• _How to complete this task_
Every line below should be repeated exactly as written.

Items from a data source:
───
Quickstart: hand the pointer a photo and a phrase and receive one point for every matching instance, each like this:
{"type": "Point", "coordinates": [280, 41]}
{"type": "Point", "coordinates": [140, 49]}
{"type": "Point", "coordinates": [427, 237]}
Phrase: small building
───
• _Written reply_
Quickstart: hand the pointer a photo and a phrase and receive one point for every matching instance, each like this:
{"type": "Point", "coordinates": [280, 41]}
{"type": "Point", "coordinates": [140, 49]}
{"type": "Point", "coordinates": [427, 237]}
Phrase: small building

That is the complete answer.